◆ **WHAT NEEDS TO BE DONE**: Each line from the one that contains "Expected output, for every instance of the chrome" to the end of the material must be quoted exactly; include both end lines and nothing else.

+ + + + +

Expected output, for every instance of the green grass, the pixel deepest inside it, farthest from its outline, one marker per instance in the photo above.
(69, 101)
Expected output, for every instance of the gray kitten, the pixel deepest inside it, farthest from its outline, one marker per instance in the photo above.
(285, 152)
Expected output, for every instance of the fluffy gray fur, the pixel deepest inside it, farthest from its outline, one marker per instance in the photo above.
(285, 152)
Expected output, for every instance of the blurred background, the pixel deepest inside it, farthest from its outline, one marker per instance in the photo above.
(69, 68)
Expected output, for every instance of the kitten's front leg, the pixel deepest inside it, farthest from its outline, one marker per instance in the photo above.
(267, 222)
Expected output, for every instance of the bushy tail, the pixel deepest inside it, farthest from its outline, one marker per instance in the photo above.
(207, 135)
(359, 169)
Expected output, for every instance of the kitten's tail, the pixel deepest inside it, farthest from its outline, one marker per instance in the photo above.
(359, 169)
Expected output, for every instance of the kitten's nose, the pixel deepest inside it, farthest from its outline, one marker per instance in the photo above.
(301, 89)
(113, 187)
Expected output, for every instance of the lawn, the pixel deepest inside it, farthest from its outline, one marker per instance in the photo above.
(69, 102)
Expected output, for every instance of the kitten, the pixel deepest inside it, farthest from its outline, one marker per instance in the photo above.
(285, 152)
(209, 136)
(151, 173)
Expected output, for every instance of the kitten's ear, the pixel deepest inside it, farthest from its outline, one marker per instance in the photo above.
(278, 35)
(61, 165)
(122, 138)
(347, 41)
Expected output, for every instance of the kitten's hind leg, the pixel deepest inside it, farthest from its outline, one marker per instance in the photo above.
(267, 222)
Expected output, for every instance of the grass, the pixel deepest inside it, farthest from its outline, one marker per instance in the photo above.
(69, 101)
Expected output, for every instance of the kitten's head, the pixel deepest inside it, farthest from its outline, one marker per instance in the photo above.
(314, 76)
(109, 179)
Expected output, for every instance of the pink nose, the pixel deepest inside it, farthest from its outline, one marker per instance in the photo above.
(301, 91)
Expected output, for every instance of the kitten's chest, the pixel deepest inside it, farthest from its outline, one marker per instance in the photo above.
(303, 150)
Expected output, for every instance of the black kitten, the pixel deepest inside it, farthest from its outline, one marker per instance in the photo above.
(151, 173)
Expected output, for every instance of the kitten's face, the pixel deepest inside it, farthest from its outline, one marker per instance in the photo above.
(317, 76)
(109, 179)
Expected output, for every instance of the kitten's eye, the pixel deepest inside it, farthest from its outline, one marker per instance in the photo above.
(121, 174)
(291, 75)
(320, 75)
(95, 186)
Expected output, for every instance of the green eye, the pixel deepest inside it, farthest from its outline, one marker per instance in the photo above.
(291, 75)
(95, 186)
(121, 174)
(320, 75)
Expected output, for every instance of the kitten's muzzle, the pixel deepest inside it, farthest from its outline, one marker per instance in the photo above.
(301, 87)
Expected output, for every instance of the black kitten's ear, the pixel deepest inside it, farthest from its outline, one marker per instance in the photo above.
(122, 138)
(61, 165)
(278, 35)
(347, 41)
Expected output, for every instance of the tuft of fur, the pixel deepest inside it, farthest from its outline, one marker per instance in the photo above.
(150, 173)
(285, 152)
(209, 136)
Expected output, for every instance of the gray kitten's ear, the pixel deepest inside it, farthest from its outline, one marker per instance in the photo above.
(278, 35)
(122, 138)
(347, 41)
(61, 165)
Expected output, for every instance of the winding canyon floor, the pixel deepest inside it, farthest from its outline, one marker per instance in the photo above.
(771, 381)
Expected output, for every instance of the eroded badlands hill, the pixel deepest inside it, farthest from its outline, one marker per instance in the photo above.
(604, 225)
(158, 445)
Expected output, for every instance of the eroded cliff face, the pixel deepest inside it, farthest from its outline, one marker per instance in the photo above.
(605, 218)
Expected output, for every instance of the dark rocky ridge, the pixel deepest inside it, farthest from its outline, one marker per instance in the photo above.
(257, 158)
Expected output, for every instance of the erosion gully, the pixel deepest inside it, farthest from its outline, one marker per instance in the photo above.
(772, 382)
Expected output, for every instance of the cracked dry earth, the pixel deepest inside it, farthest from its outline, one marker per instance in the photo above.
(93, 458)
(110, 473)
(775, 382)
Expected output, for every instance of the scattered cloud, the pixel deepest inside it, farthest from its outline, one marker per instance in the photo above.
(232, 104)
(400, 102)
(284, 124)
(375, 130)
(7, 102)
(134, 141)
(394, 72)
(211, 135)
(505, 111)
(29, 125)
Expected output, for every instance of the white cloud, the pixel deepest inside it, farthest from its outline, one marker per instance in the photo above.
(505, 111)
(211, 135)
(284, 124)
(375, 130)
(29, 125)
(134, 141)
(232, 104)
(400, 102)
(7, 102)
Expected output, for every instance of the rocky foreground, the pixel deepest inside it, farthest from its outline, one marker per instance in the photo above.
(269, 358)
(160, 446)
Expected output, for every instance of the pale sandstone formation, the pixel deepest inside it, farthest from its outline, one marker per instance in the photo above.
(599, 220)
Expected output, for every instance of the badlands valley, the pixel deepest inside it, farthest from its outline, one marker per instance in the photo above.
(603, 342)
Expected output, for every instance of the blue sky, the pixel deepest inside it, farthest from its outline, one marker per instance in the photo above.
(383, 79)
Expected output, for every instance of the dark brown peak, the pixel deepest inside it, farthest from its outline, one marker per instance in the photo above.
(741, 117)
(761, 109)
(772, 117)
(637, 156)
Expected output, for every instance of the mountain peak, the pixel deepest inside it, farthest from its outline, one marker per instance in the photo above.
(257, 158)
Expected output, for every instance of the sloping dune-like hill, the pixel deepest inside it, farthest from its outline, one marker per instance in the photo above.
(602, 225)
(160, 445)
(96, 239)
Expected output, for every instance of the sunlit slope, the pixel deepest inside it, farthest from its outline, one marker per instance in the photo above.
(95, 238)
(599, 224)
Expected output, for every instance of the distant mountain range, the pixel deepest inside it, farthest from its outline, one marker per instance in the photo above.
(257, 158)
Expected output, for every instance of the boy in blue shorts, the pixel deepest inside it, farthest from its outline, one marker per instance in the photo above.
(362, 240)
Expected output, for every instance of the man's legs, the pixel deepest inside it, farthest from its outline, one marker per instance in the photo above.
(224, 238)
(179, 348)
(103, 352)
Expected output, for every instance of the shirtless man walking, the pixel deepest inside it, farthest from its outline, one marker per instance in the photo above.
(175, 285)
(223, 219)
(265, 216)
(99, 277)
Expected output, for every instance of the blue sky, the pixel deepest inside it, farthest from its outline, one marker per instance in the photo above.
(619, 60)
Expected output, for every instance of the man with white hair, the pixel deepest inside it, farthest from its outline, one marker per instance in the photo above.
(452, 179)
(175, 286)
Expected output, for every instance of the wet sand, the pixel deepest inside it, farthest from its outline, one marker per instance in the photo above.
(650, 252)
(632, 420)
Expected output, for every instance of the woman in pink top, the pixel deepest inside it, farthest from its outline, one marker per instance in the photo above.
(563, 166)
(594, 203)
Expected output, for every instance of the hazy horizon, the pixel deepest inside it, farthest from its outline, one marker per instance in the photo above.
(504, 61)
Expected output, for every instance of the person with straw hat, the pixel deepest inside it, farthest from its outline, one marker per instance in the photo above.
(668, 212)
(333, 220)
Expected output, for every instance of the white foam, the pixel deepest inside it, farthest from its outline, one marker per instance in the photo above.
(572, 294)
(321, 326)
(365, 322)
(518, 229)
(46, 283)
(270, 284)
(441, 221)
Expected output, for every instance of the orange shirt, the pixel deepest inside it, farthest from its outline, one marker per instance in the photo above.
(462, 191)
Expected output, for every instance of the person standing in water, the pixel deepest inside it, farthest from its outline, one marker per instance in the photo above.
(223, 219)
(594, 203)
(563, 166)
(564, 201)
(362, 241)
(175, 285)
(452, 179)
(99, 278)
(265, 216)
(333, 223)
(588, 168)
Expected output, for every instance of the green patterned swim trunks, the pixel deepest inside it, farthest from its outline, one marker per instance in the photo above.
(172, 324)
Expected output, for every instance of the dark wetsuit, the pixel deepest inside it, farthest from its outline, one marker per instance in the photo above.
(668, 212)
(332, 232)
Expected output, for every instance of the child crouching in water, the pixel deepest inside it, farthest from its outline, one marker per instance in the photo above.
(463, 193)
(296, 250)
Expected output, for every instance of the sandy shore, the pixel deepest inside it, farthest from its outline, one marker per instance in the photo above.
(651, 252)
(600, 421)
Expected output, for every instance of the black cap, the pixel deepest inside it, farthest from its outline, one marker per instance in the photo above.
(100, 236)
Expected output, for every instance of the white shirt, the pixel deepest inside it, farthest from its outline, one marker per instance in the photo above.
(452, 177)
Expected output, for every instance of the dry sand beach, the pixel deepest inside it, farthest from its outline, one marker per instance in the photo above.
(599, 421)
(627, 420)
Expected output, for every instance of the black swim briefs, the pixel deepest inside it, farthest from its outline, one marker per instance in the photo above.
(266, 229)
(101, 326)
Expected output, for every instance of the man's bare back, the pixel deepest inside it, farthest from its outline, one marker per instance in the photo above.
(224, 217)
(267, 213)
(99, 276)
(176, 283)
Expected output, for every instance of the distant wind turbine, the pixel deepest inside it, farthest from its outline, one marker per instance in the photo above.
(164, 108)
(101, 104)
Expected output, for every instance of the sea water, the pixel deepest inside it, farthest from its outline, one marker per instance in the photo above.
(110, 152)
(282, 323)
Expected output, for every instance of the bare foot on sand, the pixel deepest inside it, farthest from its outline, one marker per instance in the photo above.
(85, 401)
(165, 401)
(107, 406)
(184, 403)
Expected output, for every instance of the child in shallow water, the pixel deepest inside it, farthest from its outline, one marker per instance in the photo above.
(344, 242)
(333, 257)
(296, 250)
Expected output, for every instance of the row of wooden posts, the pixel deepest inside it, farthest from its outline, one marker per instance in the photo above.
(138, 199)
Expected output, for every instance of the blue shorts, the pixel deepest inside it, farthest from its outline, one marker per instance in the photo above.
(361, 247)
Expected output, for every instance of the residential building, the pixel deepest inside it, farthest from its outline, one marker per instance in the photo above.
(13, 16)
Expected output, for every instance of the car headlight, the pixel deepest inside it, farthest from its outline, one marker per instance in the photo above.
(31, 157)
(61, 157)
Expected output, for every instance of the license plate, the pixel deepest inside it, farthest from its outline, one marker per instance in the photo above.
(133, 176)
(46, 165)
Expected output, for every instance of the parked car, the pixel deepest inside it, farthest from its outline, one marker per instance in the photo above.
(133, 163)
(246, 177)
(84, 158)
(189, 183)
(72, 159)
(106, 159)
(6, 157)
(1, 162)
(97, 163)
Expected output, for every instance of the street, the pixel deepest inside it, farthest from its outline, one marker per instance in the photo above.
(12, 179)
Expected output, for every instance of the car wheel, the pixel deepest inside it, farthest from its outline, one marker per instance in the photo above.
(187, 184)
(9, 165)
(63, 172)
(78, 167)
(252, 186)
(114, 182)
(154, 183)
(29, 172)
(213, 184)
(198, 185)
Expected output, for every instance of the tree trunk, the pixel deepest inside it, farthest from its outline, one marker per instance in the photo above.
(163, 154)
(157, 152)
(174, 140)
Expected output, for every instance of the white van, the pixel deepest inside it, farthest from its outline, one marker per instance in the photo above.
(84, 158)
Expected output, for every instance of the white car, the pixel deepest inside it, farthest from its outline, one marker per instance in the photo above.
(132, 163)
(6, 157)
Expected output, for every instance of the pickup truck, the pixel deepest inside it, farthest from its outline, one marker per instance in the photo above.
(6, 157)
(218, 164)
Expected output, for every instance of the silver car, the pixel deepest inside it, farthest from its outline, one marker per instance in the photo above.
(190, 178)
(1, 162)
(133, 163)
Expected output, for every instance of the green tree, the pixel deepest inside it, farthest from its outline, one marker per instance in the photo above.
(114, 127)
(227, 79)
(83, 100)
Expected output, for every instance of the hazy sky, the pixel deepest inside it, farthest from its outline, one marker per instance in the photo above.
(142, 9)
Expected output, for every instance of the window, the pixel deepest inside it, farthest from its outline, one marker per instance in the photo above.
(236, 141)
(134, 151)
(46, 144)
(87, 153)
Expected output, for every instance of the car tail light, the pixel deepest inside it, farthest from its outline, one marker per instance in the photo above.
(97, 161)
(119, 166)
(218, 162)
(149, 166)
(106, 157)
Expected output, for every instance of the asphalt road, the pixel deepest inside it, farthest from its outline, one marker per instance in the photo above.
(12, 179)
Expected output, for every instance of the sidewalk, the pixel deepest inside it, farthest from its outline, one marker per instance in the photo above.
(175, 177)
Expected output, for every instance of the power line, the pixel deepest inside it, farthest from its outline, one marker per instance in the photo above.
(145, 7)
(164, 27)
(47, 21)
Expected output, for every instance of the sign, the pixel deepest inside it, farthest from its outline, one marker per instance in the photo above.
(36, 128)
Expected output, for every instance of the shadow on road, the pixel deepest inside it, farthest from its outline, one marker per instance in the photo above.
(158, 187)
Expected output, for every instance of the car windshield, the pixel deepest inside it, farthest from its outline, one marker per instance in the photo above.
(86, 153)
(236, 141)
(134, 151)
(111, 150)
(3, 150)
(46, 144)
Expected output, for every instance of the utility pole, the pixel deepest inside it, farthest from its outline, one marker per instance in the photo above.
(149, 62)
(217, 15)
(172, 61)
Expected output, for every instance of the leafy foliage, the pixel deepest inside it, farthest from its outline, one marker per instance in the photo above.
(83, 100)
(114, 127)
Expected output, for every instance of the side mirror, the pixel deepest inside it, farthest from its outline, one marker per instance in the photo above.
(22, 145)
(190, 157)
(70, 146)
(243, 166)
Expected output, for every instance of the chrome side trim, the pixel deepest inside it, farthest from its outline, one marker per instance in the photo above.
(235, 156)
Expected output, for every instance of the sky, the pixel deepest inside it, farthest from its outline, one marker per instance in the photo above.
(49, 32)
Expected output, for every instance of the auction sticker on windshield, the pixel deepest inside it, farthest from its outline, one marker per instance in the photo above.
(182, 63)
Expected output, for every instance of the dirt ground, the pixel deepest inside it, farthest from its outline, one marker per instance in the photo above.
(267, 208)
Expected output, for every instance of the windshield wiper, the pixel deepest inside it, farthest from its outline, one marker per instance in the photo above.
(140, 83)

+ + + + +

◆ **TASK OUTPUT**:
Expected output, for every instance of the chrome side trim, the pixel deepest inside it, farthest from its outline, one marker per instance in the photo above.
(235, 156)
Expected output, for every instance of the sky, the pixel deepest inside it, farthest from its outline, one marker per instance in the photo above.
(49, 32)
Expected output, for every instance of the auction sticker on windshield, the pixel deepest inside it, farthest from its outline, one marker per instance in the photo above.
(182, 63)
Expected output, for every instance of the dirt ground, the pixel deepest inside it, farthest from its outline, one marker per instance in the photo above.
(267, 208)
Expected output, for every instance of the windshield wiper, the pixel deepest inside it, farthest from its outline, one marker per instance in the photo above.
(140, 83)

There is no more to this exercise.